* Extracted information *
++++++++++

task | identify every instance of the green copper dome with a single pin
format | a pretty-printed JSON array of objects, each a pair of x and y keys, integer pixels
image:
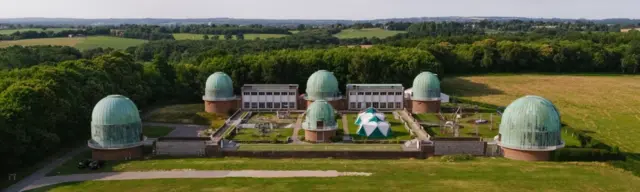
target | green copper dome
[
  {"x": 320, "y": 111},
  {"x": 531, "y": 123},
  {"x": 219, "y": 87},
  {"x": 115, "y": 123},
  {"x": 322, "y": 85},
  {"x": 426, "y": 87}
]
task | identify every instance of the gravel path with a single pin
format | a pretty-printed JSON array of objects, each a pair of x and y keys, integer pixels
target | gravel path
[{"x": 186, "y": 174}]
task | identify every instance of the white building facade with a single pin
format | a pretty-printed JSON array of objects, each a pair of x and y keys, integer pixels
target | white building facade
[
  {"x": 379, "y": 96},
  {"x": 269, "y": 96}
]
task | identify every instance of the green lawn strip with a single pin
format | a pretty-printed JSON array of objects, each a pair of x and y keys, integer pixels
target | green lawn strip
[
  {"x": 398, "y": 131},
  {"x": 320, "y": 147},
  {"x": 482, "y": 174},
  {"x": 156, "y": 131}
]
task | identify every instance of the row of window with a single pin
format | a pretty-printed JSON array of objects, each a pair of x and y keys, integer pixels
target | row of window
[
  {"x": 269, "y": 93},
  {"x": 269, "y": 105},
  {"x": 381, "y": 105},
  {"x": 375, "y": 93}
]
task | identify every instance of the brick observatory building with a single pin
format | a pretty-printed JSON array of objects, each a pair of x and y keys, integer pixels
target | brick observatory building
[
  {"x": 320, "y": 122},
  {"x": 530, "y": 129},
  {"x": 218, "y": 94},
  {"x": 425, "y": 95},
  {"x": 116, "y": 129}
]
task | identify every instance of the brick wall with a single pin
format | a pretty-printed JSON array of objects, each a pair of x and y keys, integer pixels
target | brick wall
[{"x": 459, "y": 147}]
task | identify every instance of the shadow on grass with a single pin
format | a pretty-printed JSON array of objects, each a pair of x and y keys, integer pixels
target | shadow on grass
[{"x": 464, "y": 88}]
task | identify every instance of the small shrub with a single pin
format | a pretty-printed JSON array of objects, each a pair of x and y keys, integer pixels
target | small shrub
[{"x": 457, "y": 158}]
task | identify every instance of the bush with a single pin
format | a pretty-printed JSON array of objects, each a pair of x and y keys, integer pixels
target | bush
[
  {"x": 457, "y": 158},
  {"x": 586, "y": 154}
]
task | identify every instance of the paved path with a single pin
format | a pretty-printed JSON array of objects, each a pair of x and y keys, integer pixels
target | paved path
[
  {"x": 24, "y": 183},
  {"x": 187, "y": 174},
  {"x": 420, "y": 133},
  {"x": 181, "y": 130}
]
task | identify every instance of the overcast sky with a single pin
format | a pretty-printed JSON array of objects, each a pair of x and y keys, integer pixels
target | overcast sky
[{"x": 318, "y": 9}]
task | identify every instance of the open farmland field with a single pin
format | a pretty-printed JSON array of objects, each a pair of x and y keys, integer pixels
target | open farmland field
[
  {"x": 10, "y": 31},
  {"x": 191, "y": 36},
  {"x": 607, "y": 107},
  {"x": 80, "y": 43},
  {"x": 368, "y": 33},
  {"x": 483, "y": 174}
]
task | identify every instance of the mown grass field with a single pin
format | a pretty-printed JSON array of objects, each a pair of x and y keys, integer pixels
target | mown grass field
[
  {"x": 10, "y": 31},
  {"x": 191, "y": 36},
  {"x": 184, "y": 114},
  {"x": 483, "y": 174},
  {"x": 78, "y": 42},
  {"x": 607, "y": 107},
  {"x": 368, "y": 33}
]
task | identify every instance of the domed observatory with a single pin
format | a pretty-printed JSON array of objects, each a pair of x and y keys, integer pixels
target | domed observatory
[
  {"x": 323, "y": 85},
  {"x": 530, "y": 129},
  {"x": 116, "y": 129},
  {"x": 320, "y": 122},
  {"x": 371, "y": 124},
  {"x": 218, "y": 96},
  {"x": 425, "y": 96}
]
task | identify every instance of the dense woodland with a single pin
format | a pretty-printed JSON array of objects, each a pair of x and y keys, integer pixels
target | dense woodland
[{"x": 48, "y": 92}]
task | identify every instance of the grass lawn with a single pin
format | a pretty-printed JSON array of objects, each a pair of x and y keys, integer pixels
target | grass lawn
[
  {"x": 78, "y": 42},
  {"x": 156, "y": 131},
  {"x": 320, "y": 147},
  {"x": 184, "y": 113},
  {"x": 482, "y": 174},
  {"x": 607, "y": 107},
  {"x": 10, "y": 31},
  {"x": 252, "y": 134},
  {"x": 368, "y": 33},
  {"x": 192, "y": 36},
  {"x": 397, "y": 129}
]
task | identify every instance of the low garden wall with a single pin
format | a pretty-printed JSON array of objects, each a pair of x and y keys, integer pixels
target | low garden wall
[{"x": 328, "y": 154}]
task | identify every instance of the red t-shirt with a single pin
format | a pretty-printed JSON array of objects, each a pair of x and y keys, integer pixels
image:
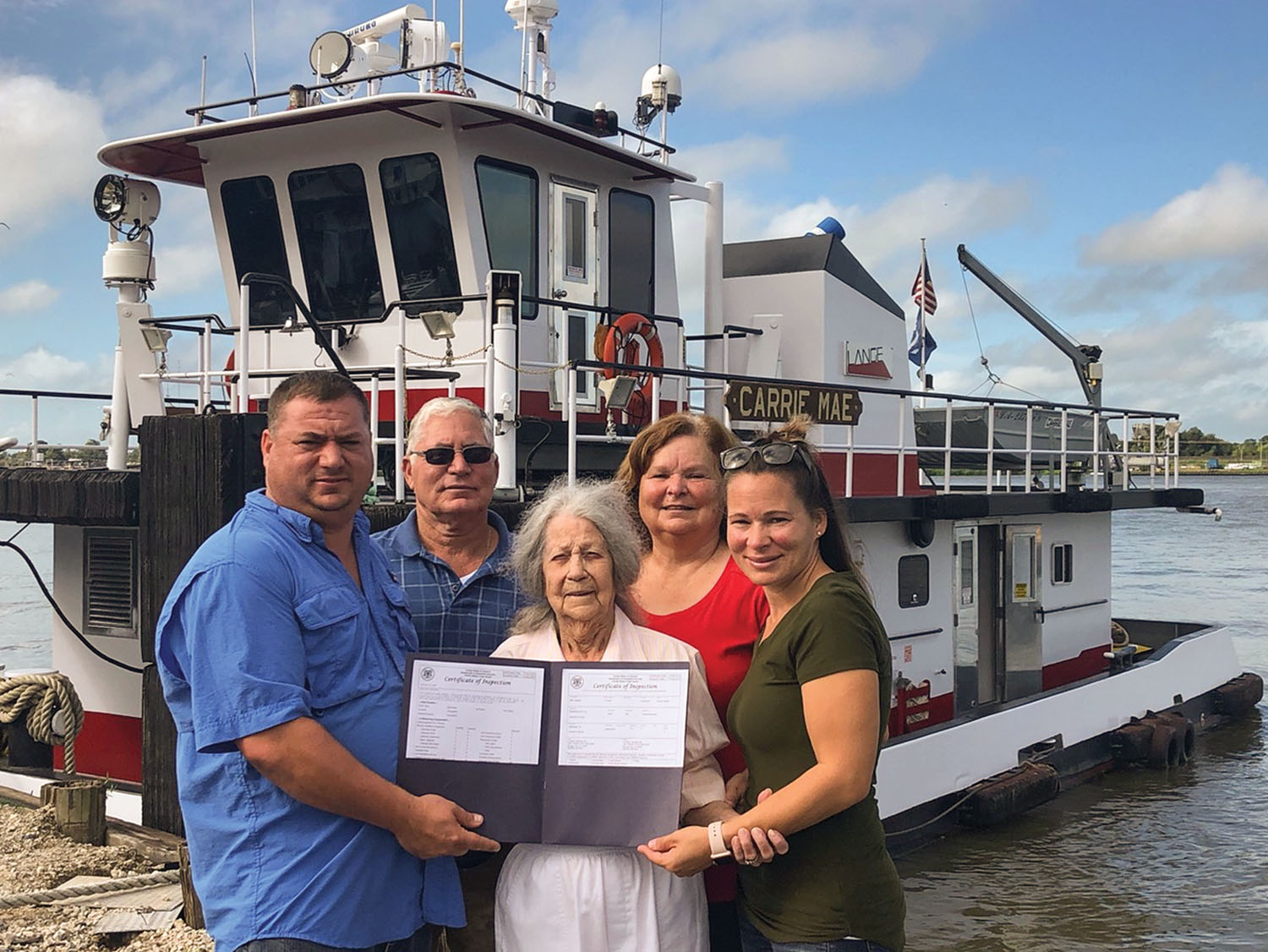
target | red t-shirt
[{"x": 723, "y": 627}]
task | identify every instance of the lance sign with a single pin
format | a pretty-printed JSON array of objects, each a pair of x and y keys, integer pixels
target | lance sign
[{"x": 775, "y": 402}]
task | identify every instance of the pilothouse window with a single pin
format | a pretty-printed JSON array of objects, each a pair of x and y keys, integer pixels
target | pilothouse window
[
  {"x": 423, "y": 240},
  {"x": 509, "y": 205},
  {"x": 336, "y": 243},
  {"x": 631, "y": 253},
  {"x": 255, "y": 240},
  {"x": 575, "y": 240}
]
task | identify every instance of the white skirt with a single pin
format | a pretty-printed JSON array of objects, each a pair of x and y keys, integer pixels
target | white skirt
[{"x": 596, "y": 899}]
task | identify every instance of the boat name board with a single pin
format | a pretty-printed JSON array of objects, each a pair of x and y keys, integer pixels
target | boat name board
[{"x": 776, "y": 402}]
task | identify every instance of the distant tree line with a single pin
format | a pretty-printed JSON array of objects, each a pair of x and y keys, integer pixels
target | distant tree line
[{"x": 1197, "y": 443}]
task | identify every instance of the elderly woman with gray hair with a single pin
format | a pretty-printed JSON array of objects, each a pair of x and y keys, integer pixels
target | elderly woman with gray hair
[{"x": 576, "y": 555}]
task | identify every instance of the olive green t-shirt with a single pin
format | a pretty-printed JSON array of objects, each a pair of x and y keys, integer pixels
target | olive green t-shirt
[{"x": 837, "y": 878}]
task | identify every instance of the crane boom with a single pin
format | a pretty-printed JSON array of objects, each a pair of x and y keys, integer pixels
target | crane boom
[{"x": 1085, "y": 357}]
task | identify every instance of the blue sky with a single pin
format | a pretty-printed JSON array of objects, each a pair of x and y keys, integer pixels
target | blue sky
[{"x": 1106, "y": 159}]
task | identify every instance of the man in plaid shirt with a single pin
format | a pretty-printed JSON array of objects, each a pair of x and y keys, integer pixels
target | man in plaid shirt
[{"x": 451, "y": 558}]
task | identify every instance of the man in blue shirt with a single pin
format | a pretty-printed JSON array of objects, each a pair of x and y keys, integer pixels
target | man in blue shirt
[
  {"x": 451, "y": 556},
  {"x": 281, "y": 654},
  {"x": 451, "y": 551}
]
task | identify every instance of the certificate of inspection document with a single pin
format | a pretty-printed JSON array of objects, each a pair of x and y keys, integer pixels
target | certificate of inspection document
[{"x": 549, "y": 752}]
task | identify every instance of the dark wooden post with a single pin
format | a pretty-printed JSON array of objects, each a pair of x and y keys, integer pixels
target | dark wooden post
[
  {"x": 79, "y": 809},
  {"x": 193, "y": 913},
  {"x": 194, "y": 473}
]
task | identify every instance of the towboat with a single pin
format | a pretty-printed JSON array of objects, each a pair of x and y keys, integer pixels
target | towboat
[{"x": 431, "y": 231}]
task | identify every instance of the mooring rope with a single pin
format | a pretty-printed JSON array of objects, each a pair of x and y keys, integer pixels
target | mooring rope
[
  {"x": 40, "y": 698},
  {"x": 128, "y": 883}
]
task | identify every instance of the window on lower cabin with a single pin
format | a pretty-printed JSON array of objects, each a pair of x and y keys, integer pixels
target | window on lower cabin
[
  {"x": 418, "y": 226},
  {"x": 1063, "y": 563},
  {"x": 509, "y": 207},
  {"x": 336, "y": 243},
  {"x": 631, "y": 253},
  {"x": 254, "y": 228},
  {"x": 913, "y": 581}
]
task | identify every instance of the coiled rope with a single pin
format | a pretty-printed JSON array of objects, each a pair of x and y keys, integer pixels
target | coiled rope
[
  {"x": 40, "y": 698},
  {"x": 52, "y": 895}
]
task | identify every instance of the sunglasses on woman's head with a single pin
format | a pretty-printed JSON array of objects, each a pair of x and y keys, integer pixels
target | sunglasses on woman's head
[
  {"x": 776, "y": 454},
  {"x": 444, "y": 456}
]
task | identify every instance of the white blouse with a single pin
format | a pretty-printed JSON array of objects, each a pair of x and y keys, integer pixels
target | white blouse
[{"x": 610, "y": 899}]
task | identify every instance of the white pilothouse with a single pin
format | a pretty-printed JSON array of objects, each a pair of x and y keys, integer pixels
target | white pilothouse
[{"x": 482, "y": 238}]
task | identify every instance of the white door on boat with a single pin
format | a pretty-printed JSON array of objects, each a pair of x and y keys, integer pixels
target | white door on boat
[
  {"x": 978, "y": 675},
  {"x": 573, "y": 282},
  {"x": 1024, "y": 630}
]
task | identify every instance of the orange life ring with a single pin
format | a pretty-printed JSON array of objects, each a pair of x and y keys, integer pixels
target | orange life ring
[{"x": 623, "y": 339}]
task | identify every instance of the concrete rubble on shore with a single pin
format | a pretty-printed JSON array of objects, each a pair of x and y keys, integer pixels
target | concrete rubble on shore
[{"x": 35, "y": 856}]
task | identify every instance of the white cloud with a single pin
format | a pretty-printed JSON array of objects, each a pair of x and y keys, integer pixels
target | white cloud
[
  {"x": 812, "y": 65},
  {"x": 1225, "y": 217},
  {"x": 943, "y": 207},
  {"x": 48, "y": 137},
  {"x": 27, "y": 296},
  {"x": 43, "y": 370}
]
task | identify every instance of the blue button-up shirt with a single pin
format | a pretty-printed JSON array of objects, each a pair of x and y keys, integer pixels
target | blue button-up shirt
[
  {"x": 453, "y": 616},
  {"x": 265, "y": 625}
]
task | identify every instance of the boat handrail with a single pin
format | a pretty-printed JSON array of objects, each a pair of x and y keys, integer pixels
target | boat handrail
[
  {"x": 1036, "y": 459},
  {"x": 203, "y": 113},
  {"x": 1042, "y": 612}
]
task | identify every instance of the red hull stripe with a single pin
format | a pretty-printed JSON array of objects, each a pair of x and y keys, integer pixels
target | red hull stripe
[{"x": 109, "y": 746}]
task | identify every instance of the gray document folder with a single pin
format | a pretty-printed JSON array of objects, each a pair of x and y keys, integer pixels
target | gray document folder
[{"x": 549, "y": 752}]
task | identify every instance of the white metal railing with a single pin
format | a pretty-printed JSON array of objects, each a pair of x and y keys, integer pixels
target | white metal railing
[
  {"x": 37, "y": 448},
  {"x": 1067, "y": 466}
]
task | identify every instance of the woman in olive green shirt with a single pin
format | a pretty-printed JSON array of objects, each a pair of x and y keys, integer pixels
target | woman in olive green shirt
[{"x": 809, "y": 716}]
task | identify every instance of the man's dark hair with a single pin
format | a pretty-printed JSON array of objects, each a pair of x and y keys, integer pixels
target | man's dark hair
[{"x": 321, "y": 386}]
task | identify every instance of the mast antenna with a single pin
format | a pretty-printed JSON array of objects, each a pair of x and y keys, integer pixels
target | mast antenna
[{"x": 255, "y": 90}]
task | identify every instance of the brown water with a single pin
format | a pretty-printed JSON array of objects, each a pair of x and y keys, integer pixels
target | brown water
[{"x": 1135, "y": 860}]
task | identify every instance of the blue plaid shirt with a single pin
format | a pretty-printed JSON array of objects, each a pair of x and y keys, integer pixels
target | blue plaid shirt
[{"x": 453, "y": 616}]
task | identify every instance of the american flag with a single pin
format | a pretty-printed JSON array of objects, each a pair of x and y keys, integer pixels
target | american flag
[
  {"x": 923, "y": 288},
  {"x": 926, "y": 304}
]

++++++++++

* Stated goal *
Starting at the line that contains "task | identify every instance of the blue plaid", output each remaining line of the listing, the last line included, exactly as it appears.

* Task response *
task | identify every instance of the blue plaid shirt with a single pin
format | a pretty-printed JSON array of objects, each a pair of x and y keys, integer pixels
target | blue plaid shirt
[{"x": 453, "y": 616}]
task | identify every instance of the american flag with a single pin
format | a pretty-printed JSON array of objects, each a pair of x and y keys, integer pixels
target | american flag
[
  {"x": 923, "y": 288},
  {"x": 926, "y": 304}
]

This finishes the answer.